= INSTRUÇÕES DO EXERCÍCIO =
**A.** Reproduza o trecho do texto sobre o inhame de "Os inhames, tal" a "efeitos nocivos desaparecem.".
**B.** Retome o texto sobre o inhame e dê-lhe continuidade a partir da última frase.
··· TEXTO DE ESTUDO ···
Algumas delas, porém, fazem parte de famílias botânicas com componentes tóxicos, realçando-se as solanáceas, as euforbiáceas e as aráceas.
Os inhames, tal como os jarros ou serpentinas (ver no meu livro “Plantas para Curar e para Comer”), podem ser usados na alimentação mas só em determinadas condições, pois quase todas as aráceas contêm elementos tóxicos, nomeadamente cristais de oxalato de cálcio. Não obstante, depois dos tubérculos serem bem lavados e demoradamente cozinhados, os efeitos nocivos desaparecem.
Inhames, comemos pela primeira vez na ilha do Pico (Açores) quando convivemos com um simpático casal que nos recebeu afavelmente na sua casa em São Roque. A dona Deolinda, excelente cozinheira, preparou-nos pratos deliciosos onde o inhame aparecia como ingrediente central. Anos depois, na ilha de São Miguel, no decurso da visita ao fabuloso parque “Terra Nostra”, surripiei dois troços de inhame que, dias após, foram cozinhados a preceito com umas batatinhas. Recentemente, Graça Freitas, simpática aluna da Universidade Intergeracional de Benfica, levou-nos à sua propriedade em Monchique, onde surpreendentemente vicejavam inhames. Julgava este inocente cronista que tais plantas só se davam em regiões tropicais ou subtropicais e afinal, também no Algarve as havia e de excelente qualidade, como depois comprovámos.
Bem, chegou a altura de proceder à caracterização da Colocasia esculenta, conhecida popularmente como inhame dos Açores ou taro. Atenção que no Brasil o termo inhame designa outra planta valiosa, também da família das Araceae, mas cujo nome científico é Dioscorea spp.
Pois o nosso inhame (há, pelo menos, 14 variedades) é uma herbácea palustre e vivaz com rizomas tuberosos e enormes folhas verdes brilhantes, que podem atingir 70 cm de comprimento por 60 cm de largura. Pelo seu aspeto vistoso é também utilizado como planta ornamental. A inflorescência está constituída por um espadice cilíndrico envolvido por uma longa espata, tendo flores femininas em baixo e flores masculinas no topo. Elas amadurecem em tempos diferentes o que facilita a polinização cruzada efetuada por insetos. A parte subterrânea é constituída por cormos (caules subterrâneos carnudos contendo folhas escamosas) de casca espessa e rugosa, ladeados por espesso revestimento. O seu interior, de cor branca ou rosada, é farinhento, exsudando, quando cortado, uma seiva viscosa irritando a pele. A minha esposa que o diga, pois ficou um ror de tempo com as mãos avermelhadas aquando da limpeza dos inhames. Depois de oxidados eles adquirem uma tonalidade azulada.
··· DADOS FORNECIDOS ···
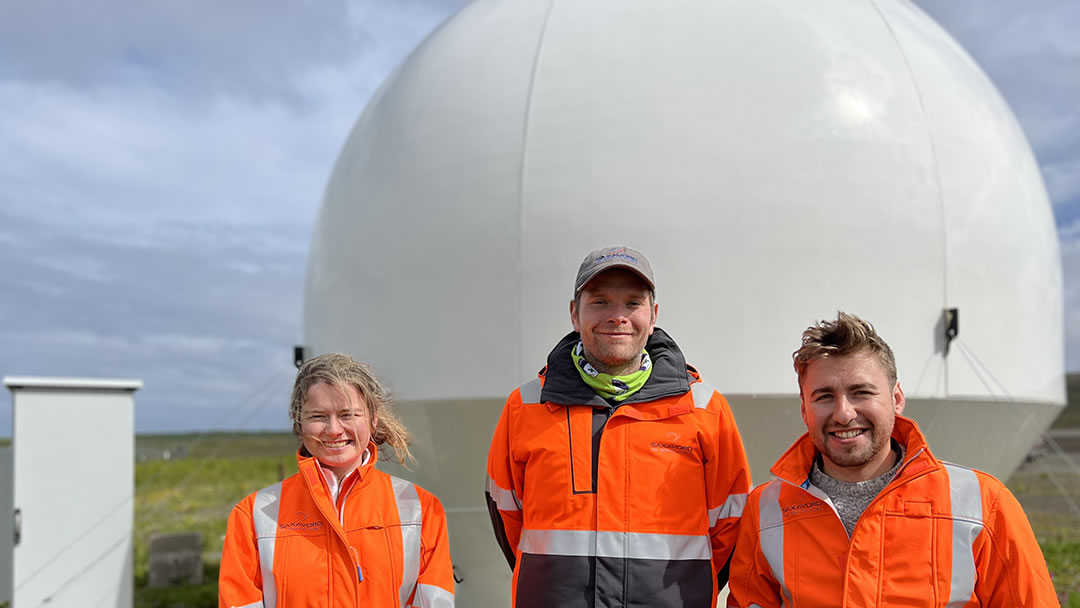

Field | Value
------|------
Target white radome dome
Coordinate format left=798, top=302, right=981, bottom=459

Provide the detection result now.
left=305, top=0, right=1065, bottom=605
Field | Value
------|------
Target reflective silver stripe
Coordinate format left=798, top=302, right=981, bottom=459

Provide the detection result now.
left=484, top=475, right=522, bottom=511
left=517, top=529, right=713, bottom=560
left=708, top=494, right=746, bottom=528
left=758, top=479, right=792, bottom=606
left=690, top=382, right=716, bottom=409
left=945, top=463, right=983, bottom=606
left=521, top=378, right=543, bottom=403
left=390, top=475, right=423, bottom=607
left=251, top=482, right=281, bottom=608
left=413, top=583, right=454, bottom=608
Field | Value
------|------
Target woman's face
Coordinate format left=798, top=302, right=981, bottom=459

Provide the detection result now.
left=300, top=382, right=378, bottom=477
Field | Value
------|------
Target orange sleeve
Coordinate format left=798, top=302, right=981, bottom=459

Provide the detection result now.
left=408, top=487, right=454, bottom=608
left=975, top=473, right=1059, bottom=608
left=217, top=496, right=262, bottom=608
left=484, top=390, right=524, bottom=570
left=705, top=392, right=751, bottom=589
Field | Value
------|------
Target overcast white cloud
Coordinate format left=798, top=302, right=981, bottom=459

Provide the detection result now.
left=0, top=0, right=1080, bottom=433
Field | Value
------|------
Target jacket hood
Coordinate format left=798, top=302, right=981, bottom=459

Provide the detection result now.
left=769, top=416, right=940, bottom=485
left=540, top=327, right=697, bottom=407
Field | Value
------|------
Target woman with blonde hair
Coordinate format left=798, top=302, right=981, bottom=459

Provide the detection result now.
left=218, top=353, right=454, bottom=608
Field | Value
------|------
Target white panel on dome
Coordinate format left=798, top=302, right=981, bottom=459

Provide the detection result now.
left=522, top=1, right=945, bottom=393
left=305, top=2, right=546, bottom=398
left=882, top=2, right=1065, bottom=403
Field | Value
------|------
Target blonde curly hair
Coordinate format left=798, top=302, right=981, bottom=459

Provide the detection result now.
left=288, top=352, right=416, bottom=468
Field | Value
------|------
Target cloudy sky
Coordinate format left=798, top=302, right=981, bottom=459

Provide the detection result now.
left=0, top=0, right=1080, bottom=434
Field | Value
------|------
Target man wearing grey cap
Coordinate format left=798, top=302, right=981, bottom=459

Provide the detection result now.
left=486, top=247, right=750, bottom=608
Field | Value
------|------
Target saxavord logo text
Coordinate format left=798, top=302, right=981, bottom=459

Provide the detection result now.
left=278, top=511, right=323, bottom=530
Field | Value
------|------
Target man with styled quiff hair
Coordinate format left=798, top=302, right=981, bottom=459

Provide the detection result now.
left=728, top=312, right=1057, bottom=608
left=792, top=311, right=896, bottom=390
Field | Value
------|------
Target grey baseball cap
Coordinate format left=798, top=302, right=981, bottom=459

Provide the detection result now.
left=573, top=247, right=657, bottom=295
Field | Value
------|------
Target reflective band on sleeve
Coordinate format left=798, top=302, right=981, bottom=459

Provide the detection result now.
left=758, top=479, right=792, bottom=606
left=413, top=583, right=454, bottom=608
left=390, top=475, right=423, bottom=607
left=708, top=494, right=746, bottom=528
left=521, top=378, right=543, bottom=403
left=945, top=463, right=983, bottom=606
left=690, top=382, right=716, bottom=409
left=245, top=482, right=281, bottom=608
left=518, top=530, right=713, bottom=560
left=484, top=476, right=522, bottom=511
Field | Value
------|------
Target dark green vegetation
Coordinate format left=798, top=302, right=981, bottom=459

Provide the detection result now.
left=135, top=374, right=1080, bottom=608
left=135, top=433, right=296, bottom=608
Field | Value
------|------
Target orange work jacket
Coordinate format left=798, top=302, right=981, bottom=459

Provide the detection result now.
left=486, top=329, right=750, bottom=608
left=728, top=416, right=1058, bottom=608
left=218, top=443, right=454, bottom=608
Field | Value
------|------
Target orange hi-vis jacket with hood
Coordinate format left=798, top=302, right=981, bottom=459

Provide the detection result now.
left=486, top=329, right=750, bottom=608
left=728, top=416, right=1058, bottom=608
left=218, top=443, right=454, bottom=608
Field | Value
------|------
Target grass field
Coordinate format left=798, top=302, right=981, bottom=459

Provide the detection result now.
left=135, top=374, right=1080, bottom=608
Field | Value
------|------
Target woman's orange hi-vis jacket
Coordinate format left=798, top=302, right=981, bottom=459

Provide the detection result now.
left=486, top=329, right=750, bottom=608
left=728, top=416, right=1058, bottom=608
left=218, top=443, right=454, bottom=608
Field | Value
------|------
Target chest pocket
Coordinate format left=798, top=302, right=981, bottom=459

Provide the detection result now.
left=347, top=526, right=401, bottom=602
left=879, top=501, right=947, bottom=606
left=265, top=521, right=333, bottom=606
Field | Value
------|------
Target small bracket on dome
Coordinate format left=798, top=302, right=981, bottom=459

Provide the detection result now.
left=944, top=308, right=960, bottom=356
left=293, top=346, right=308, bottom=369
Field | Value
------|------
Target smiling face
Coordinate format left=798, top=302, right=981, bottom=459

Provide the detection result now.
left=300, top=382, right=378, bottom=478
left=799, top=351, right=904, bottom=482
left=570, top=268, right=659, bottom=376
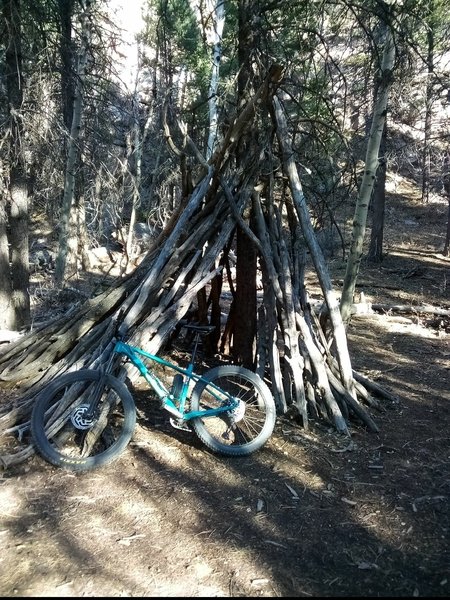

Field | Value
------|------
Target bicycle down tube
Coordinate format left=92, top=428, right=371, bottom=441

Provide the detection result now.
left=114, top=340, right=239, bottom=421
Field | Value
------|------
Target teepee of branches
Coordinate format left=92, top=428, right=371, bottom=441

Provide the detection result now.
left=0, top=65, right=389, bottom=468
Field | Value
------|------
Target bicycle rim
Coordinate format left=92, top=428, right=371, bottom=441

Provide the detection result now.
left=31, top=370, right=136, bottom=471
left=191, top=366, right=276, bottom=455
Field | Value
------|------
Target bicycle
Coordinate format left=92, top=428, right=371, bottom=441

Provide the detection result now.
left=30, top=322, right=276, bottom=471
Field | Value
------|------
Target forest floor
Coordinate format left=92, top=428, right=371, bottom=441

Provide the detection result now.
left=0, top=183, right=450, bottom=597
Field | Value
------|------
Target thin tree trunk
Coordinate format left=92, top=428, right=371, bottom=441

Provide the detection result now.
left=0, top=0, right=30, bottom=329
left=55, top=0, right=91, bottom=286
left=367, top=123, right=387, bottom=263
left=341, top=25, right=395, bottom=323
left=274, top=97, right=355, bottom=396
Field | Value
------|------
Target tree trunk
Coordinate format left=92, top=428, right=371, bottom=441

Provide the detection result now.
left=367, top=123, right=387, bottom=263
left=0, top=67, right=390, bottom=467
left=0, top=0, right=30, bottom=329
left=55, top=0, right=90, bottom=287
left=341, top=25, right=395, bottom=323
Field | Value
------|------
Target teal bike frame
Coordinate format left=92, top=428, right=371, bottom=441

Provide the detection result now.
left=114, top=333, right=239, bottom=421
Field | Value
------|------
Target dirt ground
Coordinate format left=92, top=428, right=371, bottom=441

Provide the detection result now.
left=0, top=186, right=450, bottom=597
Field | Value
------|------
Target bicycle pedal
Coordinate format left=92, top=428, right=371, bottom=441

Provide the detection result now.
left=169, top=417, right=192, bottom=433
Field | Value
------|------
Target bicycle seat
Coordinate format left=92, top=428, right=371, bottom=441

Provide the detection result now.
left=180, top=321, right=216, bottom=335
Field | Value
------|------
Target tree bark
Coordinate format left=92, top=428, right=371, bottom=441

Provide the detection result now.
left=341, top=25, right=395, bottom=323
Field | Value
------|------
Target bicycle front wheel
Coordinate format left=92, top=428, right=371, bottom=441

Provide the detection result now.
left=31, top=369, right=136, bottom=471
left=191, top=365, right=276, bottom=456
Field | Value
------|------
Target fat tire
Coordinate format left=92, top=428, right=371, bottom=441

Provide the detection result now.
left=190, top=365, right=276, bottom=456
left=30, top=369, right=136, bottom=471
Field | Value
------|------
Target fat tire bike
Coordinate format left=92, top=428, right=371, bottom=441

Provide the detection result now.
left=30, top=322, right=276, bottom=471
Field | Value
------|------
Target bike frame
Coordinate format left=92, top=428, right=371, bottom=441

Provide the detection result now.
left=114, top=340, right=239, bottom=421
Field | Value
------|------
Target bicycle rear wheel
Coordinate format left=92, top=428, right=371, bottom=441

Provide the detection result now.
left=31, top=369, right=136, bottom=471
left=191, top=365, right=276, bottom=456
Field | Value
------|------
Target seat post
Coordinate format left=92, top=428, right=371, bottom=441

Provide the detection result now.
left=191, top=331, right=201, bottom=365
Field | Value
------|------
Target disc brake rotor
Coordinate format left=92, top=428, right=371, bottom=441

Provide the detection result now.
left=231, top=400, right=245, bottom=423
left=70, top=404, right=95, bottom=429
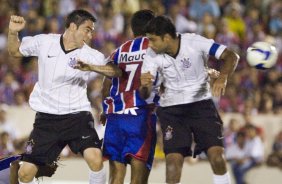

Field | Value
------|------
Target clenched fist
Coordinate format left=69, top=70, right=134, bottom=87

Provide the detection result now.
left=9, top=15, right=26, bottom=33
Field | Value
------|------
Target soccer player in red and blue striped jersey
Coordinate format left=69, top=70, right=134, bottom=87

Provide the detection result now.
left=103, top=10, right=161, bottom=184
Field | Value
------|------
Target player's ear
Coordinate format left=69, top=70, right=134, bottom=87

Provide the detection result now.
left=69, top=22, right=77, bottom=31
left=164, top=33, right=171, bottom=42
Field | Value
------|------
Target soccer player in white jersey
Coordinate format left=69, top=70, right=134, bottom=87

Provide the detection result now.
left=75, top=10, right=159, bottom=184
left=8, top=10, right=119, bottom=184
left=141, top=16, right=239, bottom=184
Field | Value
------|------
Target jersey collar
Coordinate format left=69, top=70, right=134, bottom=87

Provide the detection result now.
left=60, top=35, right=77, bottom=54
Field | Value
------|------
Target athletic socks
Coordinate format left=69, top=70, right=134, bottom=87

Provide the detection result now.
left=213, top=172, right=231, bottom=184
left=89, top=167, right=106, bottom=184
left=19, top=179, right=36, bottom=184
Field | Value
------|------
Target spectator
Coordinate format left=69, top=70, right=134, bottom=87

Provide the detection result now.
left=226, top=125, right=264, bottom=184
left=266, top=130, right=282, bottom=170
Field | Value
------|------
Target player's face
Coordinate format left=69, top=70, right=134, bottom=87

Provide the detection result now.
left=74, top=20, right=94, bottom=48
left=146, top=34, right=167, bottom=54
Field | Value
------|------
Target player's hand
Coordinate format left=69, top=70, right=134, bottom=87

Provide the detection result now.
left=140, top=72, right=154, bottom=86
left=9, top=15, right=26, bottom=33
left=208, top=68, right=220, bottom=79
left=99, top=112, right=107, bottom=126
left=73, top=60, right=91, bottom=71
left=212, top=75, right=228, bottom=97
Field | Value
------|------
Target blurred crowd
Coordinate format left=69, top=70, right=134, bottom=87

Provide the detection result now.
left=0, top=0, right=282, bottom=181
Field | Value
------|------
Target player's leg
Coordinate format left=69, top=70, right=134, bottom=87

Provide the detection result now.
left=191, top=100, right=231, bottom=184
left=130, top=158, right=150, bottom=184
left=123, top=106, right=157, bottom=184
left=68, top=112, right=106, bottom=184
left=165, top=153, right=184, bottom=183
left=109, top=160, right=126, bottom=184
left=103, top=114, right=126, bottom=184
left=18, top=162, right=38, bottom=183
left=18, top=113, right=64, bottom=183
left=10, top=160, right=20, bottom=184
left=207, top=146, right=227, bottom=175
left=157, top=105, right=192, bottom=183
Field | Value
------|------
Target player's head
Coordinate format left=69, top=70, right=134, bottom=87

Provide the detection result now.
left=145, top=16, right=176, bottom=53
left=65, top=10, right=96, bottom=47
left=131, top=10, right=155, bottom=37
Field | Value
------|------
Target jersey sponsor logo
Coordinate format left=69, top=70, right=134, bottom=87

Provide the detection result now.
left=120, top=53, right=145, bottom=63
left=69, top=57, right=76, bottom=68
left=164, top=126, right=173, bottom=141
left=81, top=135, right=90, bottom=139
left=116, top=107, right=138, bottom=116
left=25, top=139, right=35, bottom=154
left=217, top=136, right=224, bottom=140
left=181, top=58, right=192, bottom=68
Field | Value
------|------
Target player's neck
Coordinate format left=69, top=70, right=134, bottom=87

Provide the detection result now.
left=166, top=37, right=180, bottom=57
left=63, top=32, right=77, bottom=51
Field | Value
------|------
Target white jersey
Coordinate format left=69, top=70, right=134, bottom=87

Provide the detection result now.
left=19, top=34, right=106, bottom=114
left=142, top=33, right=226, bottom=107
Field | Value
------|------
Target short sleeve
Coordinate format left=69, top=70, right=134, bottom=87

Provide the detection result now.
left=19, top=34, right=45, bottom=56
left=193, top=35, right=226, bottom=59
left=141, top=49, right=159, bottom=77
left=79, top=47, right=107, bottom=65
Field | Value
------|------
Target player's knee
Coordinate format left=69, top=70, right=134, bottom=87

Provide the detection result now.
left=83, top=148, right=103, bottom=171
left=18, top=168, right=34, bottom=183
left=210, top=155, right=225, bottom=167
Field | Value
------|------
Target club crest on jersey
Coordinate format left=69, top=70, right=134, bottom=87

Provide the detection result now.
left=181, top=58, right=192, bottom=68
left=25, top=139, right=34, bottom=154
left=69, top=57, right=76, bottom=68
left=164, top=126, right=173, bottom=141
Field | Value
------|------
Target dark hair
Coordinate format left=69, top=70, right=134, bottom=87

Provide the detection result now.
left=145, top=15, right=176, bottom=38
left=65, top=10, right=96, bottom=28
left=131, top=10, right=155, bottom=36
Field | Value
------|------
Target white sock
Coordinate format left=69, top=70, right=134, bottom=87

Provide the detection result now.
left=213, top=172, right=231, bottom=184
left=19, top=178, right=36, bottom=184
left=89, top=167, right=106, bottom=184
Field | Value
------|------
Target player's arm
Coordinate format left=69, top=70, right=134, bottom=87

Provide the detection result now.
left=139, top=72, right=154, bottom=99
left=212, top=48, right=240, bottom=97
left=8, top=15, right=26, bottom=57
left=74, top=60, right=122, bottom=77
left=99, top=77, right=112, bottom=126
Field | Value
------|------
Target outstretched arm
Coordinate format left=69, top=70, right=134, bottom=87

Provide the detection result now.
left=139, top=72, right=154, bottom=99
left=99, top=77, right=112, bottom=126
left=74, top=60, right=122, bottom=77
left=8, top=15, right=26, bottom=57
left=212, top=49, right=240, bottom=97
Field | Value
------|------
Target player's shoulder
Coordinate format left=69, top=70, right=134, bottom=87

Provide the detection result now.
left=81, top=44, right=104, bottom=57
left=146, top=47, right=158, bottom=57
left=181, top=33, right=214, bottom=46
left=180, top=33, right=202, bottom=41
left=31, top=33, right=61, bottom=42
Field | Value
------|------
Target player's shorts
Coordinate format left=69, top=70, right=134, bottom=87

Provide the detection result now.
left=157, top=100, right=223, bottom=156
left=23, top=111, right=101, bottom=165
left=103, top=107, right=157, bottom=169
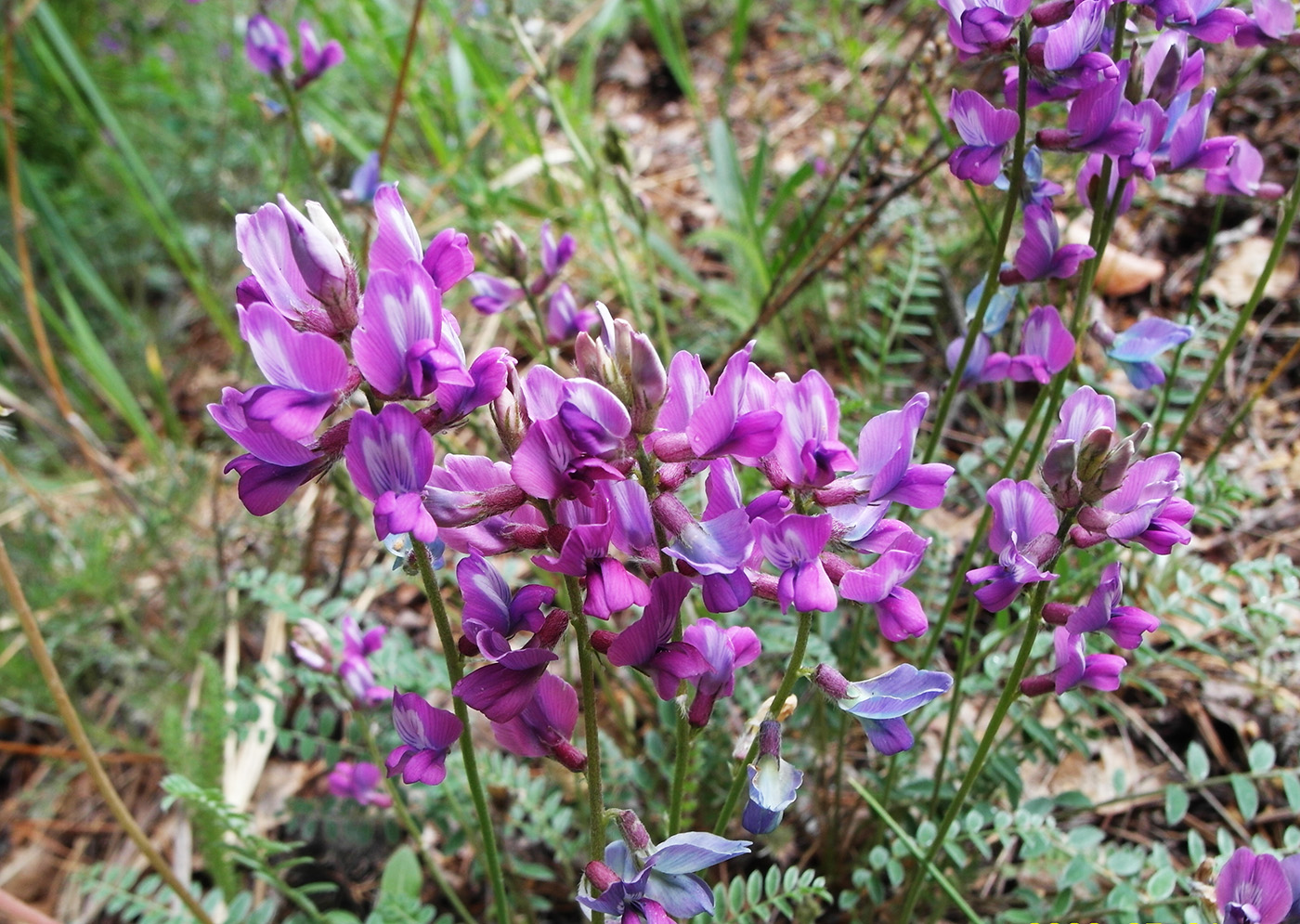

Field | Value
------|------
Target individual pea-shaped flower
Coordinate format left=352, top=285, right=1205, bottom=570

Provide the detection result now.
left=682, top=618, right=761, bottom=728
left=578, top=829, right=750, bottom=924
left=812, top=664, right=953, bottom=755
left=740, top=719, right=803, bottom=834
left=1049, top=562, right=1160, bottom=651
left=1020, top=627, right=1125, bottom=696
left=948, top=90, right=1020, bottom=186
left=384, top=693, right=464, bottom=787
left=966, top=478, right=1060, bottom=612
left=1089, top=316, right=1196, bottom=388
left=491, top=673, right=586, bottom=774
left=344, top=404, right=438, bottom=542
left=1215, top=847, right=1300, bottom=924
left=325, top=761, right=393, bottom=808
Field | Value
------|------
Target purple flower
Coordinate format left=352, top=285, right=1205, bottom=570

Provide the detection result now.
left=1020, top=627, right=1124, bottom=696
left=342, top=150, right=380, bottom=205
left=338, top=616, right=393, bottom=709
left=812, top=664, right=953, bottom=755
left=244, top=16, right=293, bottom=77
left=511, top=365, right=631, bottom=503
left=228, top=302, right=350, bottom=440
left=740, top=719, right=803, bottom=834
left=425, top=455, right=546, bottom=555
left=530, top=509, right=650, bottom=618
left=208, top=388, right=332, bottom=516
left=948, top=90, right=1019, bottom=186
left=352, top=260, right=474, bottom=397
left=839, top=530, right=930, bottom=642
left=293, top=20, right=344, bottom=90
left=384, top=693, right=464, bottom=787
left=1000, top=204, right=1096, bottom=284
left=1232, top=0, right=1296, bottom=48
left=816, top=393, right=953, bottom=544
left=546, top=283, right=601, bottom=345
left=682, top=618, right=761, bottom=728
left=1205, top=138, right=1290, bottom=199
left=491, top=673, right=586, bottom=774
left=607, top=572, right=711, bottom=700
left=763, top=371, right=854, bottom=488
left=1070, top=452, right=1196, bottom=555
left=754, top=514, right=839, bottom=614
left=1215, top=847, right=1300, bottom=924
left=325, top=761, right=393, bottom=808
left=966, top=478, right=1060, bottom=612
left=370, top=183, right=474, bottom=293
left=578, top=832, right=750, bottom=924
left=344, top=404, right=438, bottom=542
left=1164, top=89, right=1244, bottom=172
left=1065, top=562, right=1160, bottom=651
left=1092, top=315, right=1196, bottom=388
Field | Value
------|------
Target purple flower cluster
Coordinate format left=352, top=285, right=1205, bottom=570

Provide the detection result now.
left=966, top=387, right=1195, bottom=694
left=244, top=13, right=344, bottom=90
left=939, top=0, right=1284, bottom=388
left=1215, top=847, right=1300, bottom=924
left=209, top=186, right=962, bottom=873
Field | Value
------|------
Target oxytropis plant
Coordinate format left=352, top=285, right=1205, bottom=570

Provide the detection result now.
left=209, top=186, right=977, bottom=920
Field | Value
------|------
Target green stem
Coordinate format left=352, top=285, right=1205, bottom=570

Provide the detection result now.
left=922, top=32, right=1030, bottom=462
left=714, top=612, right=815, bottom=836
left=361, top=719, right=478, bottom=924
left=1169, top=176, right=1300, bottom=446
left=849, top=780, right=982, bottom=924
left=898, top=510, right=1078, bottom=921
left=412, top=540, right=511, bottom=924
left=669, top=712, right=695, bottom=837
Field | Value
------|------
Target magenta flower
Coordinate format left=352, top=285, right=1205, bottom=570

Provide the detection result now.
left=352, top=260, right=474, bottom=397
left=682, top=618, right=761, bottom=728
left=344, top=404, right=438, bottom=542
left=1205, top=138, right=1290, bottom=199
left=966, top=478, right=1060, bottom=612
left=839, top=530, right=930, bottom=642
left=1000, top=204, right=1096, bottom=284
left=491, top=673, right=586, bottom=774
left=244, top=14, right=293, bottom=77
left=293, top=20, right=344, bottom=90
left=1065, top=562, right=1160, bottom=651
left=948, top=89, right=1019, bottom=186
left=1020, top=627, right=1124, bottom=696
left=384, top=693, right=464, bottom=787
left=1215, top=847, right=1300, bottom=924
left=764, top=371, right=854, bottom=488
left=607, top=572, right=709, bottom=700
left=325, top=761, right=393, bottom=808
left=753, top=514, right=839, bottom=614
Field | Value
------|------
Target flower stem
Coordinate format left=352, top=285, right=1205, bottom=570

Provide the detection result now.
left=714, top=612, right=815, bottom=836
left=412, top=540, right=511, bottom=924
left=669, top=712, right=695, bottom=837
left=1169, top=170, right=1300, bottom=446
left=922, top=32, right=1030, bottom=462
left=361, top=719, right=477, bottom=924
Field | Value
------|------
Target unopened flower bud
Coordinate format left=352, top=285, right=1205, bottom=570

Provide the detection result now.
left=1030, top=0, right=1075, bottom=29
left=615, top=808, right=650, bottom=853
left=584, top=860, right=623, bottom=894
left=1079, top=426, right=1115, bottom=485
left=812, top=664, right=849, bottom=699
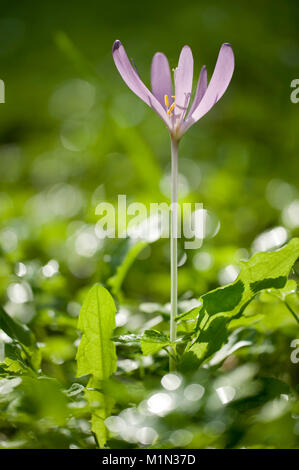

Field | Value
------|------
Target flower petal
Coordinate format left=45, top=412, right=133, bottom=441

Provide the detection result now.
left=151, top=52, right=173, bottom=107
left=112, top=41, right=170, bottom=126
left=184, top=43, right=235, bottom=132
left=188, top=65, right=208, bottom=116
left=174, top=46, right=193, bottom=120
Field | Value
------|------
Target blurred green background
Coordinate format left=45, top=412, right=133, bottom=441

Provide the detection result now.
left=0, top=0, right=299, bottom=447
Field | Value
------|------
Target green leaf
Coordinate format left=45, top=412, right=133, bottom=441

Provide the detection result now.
···
= RESPOSTAS POR TAREFA =
**A.**
Os inhames, tal como os jarros ou serpentinas (ver no meu livro “Plantas para Curar e para Comer”), podem ser usados na alimentação mas só em determinadas condições, pois quase todas as aráceas contêm elementos tóxicos, nomeadamente cristais de oxalato de cálcio. Não obstante, depois dos tubérculos serem bem lavados e demoradamente cozinhados, os efeitos nocivos desaparecem.

**B.**
O inhame é rico em amido, fibras, vitamina C, vitamina B6, potássio, cobre e manganés e pobre em proteínas e gorduras. Contém também ácido oxálico que praticamente desaparece após longa cozedura.
Para além de ser um excelente alimento, substituto da batata e de outros farináceos, integrando a culinária “gourmet” de vários países de climas cálidos, o inhame possui importantes propriedades medicinais: anti-inflamatória, antibacteriana, hipotensiva, diurética, energética e mineralizante.
Alguns autores referem que fortifica os gânglios linfáticos e o sistema imunológico, faz aumentar a fertilidade a atua nos casos de paludismo. Outros dizem que não deve ser consumido por doentes com gota, artrite e cálculos renais.
Reitero a recomendação: como atrás referi, todas as aráceas são tóxicas e o inhame não é exceção. Ele será pitéu, mas antes deve ficar muito bem cozido para neutralizar os terríveis ráfides de oxalato de cálcio que ferem como se fossem vidro moído.